[Aim]: Rewrite the material below, changing every "white utility truck" to "red delivery van" and keeping everything else the same. Omit the pictures from your answer.
[Start Records for the task]
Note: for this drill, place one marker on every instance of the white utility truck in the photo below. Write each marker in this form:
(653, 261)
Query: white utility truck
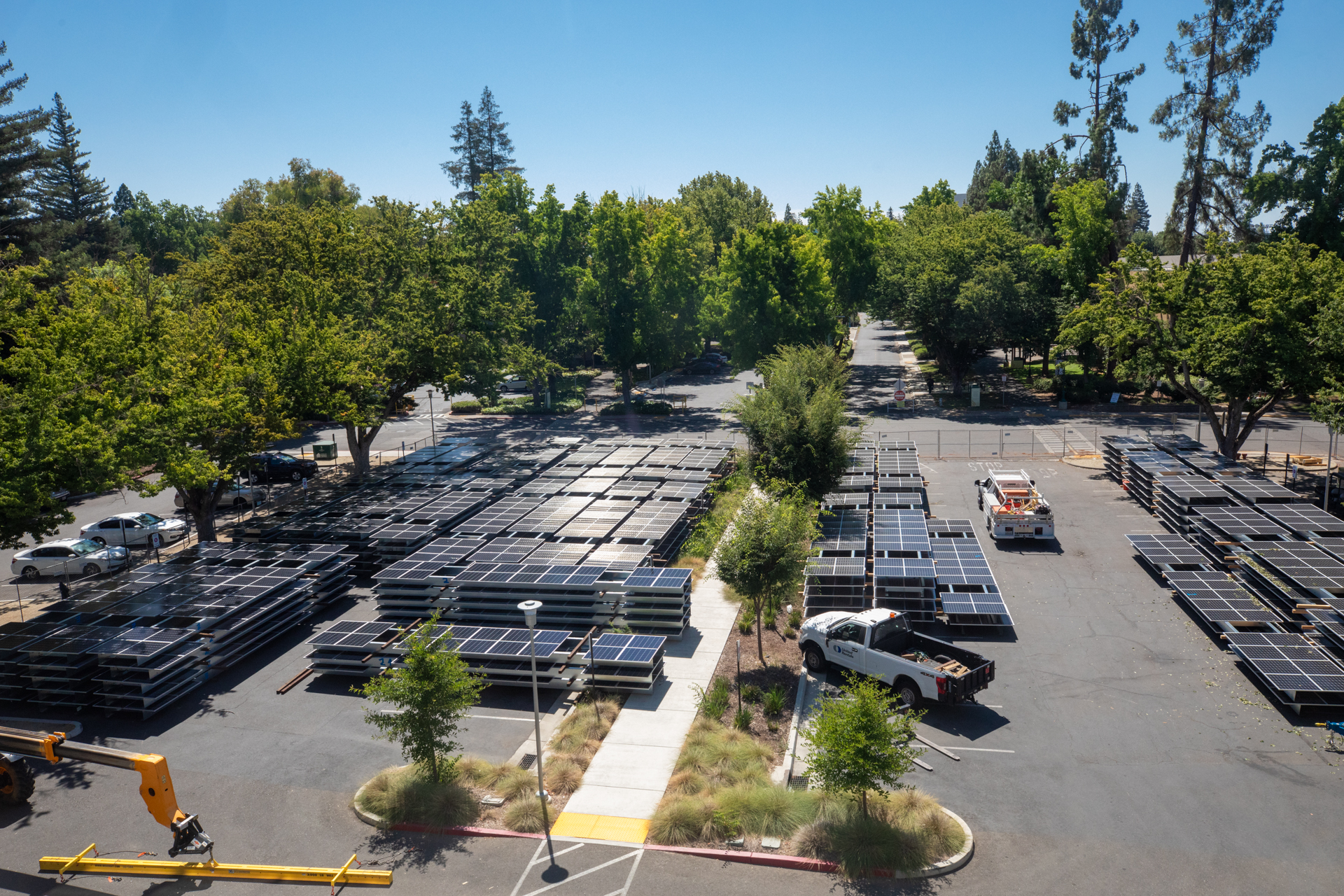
(881, 645)
(1014, 508)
[End Records for the task]
[Full response]:
Note: for this drill, place one marker on every instance of the red delivery van in the photo below. Write each marker in this form:
(653, 261)
Query: red delivery van
(881, 645)
(1014, 508)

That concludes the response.